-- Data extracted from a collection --
Segment Open
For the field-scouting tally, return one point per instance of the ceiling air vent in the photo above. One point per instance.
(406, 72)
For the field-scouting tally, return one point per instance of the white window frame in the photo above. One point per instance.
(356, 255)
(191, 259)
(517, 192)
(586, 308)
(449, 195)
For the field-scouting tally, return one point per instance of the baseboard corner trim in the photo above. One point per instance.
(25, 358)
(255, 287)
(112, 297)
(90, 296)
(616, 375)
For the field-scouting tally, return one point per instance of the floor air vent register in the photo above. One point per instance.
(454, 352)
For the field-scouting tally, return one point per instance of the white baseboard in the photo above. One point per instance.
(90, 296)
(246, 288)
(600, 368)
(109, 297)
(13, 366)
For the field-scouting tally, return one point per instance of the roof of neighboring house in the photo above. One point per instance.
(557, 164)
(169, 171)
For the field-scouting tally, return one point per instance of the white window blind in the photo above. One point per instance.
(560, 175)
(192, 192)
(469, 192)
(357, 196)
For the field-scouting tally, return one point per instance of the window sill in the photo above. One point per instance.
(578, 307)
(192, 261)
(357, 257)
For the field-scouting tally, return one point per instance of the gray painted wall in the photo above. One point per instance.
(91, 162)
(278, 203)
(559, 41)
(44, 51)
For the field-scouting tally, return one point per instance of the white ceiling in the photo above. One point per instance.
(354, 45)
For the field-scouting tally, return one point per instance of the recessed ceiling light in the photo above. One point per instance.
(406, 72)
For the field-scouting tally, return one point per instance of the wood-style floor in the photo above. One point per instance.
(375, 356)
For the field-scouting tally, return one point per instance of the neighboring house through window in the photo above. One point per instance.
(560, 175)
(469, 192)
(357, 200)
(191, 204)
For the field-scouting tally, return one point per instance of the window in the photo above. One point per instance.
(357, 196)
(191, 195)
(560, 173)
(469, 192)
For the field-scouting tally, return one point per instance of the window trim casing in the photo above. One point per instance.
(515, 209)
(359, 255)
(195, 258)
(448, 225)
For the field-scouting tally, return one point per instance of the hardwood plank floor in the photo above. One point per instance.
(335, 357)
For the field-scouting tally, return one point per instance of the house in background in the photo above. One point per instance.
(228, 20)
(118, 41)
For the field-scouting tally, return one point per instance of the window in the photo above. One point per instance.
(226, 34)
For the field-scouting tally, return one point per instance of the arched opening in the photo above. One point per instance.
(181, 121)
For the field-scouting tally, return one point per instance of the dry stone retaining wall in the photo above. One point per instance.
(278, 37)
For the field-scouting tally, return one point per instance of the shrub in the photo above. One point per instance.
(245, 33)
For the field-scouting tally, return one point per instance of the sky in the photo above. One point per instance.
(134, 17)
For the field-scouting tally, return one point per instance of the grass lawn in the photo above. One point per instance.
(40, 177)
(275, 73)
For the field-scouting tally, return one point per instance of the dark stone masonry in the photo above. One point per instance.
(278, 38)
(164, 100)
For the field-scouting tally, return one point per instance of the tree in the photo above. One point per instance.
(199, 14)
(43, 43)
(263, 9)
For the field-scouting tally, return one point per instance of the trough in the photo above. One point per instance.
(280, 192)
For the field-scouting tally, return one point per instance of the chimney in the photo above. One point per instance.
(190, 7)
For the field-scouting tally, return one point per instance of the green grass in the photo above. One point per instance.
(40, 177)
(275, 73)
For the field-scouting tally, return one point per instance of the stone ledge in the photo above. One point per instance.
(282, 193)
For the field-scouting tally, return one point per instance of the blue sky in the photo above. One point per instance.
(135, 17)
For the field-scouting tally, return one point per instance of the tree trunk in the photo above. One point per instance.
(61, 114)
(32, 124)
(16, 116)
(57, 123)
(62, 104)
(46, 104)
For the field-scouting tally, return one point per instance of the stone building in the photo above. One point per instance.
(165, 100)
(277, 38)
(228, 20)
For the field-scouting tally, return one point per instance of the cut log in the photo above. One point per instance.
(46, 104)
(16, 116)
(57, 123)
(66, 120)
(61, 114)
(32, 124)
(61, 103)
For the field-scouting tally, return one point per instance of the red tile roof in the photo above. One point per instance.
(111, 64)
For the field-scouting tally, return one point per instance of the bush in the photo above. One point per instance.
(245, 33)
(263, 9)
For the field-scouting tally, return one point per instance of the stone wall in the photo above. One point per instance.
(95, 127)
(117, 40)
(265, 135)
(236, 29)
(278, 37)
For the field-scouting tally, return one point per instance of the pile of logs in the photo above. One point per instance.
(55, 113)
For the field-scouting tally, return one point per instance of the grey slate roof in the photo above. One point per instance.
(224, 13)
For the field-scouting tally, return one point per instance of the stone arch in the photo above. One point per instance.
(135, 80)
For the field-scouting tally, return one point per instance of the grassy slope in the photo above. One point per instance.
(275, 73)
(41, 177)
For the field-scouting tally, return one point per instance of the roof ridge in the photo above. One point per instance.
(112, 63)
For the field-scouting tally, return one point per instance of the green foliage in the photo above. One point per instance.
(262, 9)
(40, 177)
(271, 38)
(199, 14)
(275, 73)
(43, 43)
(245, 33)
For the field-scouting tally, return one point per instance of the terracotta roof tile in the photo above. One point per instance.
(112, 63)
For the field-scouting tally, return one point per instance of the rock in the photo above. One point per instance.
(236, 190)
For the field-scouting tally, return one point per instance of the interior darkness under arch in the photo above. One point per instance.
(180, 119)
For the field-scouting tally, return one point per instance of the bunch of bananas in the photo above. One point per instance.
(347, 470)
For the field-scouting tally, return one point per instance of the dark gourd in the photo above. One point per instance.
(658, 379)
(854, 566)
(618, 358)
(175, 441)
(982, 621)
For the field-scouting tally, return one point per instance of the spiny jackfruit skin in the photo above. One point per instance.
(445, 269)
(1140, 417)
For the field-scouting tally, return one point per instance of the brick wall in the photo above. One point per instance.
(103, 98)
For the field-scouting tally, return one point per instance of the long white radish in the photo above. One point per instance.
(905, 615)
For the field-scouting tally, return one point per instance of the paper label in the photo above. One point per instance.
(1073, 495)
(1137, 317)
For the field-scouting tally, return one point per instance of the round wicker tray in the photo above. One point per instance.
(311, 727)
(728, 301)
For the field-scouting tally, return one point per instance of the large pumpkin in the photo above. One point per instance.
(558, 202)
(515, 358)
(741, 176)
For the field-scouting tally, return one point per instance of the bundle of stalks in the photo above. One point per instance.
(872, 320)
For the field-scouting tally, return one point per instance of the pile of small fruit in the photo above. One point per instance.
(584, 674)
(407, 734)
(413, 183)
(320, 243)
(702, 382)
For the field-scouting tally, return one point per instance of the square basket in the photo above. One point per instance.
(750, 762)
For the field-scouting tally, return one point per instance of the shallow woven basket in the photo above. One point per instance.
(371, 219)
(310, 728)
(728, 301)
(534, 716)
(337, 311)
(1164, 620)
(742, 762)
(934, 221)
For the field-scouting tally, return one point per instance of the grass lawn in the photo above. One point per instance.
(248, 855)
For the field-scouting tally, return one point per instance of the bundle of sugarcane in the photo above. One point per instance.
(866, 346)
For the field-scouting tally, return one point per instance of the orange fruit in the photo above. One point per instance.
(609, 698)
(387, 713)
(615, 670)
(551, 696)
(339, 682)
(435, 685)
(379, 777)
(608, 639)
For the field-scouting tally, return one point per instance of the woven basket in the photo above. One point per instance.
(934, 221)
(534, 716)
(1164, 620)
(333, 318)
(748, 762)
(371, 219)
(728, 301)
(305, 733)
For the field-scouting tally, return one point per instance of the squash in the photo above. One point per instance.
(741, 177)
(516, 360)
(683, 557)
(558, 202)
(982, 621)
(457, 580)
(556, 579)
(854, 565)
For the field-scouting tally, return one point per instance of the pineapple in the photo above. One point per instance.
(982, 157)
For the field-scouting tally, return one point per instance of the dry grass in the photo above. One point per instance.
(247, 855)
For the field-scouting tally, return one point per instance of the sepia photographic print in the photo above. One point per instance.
Segment Closed
Starting from the line with "of the squash" and ending with the final line of the data, quote every line exactly, both ends included.

-- ANSWER FOR THE TASK --
For the field-scouting tally, return one point per instance of the squash in the photo above. One point per instance.
(741, 177)
(516, 360)
(683, 557)
(558, 202)
(982, 621)
(457, 580)
(556, 579)
(854, 565)
For the field-scouting tally, return one point per instance of the pineapple in the photo above. One point per instance.
(982, 157)
For the field-scouting tally, return one point per instance of the dry grass in the photo above. One point per instance.
(247, 855)
For the field-scouting tally, return one point per instance of the sepia photographic print in the photo above. One point per instance.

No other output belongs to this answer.